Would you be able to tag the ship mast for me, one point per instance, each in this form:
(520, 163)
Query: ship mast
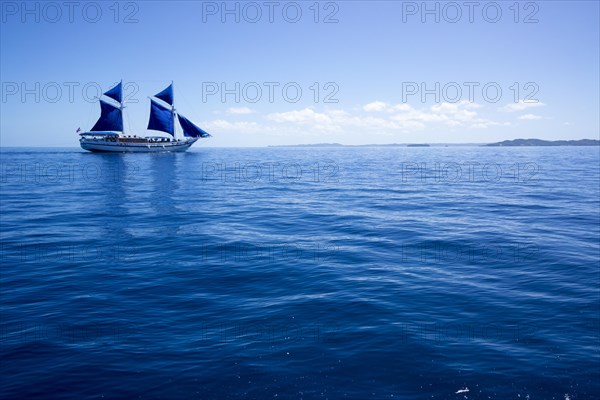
(173, 112)
(122, 107)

WHAT TO PRODUCE - Write out the entries again, word for word. No images.

RESPONSE TO THIS EXERCISE -
Would you be able to tag the ship mast for me, one point per instance, each in this form:
(520, 163)
Query: ship mast
(173, 112)
(122, 107)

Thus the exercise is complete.